Data excerpts:
+++

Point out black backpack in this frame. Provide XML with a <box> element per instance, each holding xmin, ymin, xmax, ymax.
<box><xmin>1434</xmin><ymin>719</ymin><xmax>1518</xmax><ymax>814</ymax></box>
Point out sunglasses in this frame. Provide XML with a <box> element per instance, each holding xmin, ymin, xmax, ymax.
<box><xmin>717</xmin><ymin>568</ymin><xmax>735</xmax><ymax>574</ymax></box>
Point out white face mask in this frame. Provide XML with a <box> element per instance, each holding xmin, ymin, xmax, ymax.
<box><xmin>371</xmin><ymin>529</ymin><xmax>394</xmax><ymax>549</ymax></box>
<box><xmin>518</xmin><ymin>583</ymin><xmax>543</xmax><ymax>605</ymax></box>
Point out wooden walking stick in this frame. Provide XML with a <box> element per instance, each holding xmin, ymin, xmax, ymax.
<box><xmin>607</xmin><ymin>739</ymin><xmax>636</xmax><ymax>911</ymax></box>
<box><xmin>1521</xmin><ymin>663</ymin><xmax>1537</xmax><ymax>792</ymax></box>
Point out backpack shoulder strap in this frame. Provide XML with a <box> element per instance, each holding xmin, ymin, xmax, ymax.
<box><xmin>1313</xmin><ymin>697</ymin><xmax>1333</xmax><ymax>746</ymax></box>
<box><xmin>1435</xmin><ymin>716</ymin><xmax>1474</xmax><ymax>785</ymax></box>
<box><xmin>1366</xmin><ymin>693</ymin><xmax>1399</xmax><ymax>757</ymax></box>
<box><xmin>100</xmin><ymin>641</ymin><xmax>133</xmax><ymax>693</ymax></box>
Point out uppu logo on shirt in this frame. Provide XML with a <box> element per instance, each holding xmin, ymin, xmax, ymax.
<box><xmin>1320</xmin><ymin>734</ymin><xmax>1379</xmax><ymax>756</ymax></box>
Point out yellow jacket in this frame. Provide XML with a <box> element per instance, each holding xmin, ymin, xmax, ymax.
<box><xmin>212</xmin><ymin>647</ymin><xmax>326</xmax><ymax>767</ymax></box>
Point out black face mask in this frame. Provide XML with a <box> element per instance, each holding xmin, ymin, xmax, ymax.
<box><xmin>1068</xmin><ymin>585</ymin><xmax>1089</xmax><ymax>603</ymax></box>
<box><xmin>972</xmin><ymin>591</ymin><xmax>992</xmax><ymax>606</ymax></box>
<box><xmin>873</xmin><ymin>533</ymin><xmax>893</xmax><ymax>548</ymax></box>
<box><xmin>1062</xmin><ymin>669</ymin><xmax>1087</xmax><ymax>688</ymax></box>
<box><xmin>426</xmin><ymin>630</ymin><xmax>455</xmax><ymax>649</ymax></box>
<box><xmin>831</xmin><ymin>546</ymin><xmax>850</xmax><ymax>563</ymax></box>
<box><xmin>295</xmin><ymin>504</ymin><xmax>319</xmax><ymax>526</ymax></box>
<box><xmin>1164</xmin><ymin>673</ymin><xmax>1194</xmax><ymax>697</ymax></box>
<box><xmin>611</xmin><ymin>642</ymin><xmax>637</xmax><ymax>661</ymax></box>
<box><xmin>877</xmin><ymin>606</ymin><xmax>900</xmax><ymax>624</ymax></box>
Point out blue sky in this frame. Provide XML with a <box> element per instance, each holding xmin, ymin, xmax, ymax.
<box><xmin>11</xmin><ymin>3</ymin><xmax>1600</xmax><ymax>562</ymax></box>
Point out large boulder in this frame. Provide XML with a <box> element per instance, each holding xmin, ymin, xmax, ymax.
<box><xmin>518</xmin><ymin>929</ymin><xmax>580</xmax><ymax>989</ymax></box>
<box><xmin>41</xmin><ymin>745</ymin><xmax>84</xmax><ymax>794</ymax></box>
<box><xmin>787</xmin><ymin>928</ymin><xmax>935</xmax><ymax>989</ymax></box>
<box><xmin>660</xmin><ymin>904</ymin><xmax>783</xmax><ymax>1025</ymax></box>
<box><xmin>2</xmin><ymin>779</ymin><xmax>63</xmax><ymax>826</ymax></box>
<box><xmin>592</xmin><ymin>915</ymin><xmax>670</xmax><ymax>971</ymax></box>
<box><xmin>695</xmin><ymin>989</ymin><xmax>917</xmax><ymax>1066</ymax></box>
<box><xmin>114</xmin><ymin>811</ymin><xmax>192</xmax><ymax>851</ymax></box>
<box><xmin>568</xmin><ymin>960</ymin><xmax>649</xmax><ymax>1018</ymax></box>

+++

What this task involves:
Your answer must be the records above, repeated exactly.

Response to this exercise:
Point out black backpack in this frame. Provide XML with a <box> element per instance, each holding xmin, ymin, xmax, ymax.
<box><xmin>1434</xmin><ymin>719</ymin><xmax>1518</xmax><ymax>814</ymax></box>
Point out sunglasses in this frame. Provide XML with a <box> element per instance, each holding xmin, ymin, xmax, ymax.
<box><xmin>717</xmin><ymin>568</ymin><xmax>735</xmax><ymax>574</ymax></box>
Point out white face mask in this frame. Provide XML with a <box> element per instance, each holding xmin, ymin, xmax, ymax.
<box><xmin>371</xmin><ymin>529</ymin><xmax>394</xmax><ymax>549</ymax></box>
<box><xmin>518</xmin><ymin>583</ymin><xmax>543</xmax><ymax>605</ymax></box>
Point out wooden walking stick in this frame. Provide XML with a <box> element per instance, each holding xmin, ymin, xmax, ymax.
<box><xmin>607</xmin><ymin>739</ymin><xmax>636</xmax><ymax>911</ymax></box>
<box><xmin>1521</xmin><ymin>663</ymin><xmax>1537</xmax><ymax>792</ymax></box>
Point out backpack shoulder strap in this frame. Provide XML with a <box> element per instance, each holding xmin, ymin, xmax, ymax.
<box><xmin>1313</xmin><ymin>697</ymin><xmax>1333</xmax><ymax>746</ymax></box>
<box><xmin>1435</xmin><ymin>716</ymin><xmax>1474</xmax><ymax>785</ymax></box>
<box><xmin>1366</xmin><ymin>693</ymin><xmax>1399</xmax><ymax>757</ymax></box>
<box><xmin>100</xmin><ymin>641</ymin><xmax>133</xmax><ymax>693</ymax></box>
Point out uppu logo on shirt in this frame. Provide XML with a <box> element per instance, each holding xmin, ymin, xmax, ymax.
<box><xmin>1320</xmin><ymin>734</ymin><xmax>1379</xmax><ymax>756</ymax></box>
Point out yellow jacket in this frame. Provide XML with a <box> element per instance, each holding xmin, ymin, xmax, ymax.
<box><xmin>212</xmin><ymin>647</ymin><xmax>326</xmax><ymax>767</ymax></box>
Point out black face mask in this frame. Provide XML with a <box> element per instance, each holding xmin, ymin, xmax, ymax.
<box><xmin>1068</xmin><ymin>585</ymin><xmax>1089</xmax><ymax>603</ymax></box>
<box><xmin>972</xmin><ymin>591</ymin><xmax>992</xmax><ymax>606</ymax></box>
<box><xmin>873</xmin><ymin>533</ymin><xmax>893</xmax><ymax>548</ymax></box>
<box><xmin>1062</xmin><ymin>669</ymin><xmax>1087</xmax><ymax>688</ymax></box>
<box><xmin>426</xmin><ymin>630</ymin><xmax>455</xmax><ymax>649</ymax></box>
<box><xmin>831</xmin><ymin>546</ymin><xmax>850</xmax><ymax>563</ymax></box>
<box><xmin>295</xmin><ymin>504</ymin><xmax>319</xmax><ymax>526</ymax></box>
<box><xmin>1164</xmin><ymin>673</ymin><xmax>1194</xmax><ymax>697</ymax></box>
<box><xmin>611</xmin><ymin>642</ymin><xmax>637</xmax><ymax>661</ymax></box>
<box><xmin>877</xmin><ymin>606</ymin><xmax>900</xmax><ymax>624</ymax></box>
Point out blue sky in this frame. Provide XML with a <box> element per instance, each holding xmin, ymin, xmax, ymax.
<box><xmin>11</xmin><ymin>3</ymin><xmax>1600</xmax><ymax>562</ymax></box>
Point out large boulder in this frame. Provide XML with a <box> element per instance, each holding xmin, ymin, xmax, ymax.
<box><xmin>518</xmin><ymin>929</ymin><xmax>580</xmax><ymax>989</ymax></box>
<box><xmin>41</xmin><ymin>745</ymin><xmax>84</xmax><ymax>794</ymax></box>
<box><xmin>787</xmin><ymin>928</ymin><xmax>935</xmax><ymax>989</ymax></box>
<box><xmin>660</xmin><ymin>904</ymin><xmax>783</xmax><ymax>1025</ymax></box>
<box><xmin>2</xmin><ymin>779</ymin><xmax>63</xmax><ymax>826</ymax></box>
<box><xmin>592</xmin><ymin>915</ymin><xmax>670</xmax><ymax>971</ymax></box>
<box><xmin>695</xmin><ymin>989</ymin><xmax>917</xmax><ymax>1066</ymax></box>
<box><xmin>114</xmin><ymin>811</ymin><xmax>192</xmax><ymax>851</ymax></box>
<box><xmin>568</xmin><ymin>960</ymin><xmax>649</xmax><ymax>1018</ymax></box>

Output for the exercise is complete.